[Dataset entries]
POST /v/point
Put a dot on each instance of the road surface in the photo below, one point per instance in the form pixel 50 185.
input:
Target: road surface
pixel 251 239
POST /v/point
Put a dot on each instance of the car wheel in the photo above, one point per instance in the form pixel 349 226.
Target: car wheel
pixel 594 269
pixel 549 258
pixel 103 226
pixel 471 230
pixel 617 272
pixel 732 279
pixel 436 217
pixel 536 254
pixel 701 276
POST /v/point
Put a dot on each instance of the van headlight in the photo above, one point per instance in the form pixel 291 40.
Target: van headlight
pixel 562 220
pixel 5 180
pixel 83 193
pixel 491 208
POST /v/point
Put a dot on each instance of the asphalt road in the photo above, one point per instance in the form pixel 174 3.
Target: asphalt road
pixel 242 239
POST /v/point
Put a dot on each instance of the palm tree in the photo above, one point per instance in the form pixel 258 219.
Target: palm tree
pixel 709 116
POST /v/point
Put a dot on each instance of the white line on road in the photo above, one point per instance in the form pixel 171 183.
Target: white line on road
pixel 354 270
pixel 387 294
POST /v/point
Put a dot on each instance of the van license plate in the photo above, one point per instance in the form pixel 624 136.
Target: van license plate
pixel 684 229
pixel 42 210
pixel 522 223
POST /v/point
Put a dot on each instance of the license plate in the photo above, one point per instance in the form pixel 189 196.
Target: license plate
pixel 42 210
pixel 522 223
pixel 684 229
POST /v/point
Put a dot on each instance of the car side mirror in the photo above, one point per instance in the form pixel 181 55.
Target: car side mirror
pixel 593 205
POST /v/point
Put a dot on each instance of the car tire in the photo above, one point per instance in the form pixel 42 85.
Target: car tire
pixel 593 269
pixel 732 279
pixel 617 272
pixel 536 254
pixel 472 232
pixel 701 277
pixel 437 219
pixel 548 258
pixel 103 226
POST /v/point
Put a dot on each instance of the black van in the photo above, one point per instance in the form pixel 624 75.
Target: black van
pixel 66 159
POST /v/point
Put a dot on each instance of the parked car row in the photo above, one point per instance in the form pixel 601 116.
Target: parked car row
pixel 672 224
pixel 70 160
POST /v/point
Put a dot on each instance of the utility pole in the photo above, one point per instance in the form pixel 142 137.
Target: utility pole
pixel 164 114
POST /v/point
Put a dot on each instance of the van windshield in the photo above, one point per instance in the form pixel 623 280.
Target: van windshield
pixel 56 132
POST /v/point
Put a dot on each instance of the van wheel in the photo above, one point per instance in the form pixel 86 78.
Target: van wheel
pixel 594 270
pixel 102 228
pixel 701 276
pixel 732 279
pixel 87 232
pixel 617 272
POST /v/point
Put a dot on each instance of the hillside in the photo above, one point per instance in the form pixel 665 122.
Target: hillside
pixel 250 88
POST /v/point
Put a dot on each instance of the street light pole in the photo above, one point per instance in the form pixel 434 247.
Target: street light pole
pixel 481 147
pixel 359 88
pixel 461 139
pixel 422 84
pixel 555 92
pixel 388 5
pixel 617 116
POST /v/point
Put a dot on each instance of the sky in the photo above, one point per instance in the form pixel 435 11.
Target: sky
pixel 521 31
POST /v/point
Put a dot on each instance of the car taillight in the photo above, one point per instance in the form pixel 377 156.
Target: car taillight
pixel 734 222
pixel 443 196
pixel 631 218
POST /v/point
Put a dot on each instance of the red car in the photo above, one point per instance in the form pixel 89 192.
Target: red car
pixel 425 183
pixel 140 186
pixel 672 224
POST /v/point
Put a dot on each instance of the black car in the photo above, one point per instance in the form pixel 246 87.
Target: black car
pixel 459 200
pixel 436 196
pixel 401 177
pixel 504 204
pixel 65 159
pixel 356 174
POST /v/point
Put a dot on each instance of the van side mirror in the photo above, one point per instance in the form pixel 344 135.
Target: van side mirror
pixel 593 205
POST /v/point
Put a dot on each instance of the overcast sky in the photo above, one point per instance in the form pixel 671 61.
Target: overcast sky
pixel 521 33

| Work instruction |
Only the lines above from the line with "Put a dot on each instance of the road" to the line with "Put a dot on each instance of the car wheel", those two lines included, should be reproduced exactly.

| Exercise solution |
Put a dot on each instance of the road surface in the photo below, one point per instance in the form pixel 50 185.
input:
Target: road surface
pixel 251 239
POST /v/point
Put a dot on each instance of the car wheel in the photo above, one point per instance in the form pixel 349 226.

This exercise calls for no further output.